§ **About this task**
Please transcribe the line with "Where can the suit" and the lines after it through the end of the listing below, keeping both ends and nothing more.

§ **Exercise inputs**
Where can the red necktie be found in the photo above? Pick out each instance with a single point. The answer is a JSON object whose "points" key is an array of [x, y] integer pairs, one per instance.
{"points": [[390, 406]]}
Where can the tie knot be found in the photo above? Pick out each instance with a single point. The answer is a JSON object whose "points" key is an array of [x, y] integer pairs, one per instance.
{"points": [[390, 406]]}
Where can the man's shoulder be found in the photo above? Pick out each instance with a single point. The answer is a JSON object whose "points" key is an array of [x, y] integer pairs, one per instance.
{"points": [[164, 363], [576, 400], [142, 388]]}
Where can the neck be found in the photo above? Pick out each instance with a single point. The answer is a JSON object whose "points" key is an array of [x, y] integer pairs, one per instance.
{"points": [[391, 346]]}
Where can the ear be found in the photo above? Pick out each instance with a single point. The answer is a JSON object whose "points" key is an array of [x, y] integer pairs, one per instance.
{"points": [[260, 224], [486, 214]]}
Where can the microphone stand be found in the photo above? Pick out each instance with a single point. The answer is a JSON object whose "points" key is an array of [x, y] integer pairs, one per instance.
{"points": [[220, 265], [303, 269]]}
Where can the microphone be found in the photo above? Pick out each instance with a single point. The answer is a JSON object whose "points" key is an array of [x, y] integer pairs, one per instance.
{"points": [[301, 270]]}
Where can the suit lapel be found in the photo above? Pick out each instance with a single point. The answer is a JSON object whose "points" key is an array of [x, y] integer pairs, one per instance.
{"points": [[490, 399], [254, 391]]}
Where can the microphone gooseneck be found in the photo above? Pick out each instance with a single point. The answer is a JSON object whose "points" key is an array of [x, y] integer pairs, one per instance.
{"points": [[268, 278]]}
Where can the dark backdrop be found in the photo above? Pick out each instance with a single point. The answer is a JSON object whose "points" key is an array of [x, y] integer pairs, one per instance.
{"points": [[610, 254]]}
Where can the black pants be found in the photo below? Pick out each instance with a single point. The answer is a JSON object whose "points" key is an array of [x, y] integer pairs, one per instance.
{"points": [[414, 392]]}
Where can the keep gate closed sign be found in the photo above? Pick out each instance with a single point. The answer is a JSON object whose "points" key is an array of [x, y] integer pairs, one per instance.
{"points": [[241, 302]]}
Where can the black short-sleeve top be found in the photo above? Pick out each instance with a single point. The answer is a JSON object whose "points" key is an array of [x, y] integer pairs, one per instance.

§ **Exercise solution**
Where can the suit lapel be found in the photo above? Pick out each instance with a single point. The answer is a JSON object whose "points" key is an array of [x, y] integer pairs, one per instance.
{"points": [[490, 399], [254, 391]]}
Where can the microphone gooseneck be found in the photo above? Pick out each instance with a single point. The answer is a JSON object whose "points" key is an array of [x, y] integer pairs, one per instance.
{"points": [[268, 278]]}
Where can the dark backdrop be found in the photo above? Pick out each instance with a single point. The answer is a JSON object whose "points" key is an array of [x, y] integer pairs, one per instance.
{"points": [[610, 254]]}
Where can the black pants be found in the photo below? Pick out each instance with a single point. The answer is a JSON object whose "points" key is an array of [x, y] integer pairs, one per instance.
{"points": [[414, 392]]}
Where can the keep gate closed sign be found in the photo above? Pick out each instance with a single point. The answer is a JSON object whose "points" key is an array of [x, y] integer pairs, one per instance.
{"points": [[241, 302]]}
Where can the black short-sleeve top be found in the photo above? Pick out each instance with a single point. The answer is a JSON object whose "points" key is an array of [x, y] integer pairs, one per instance.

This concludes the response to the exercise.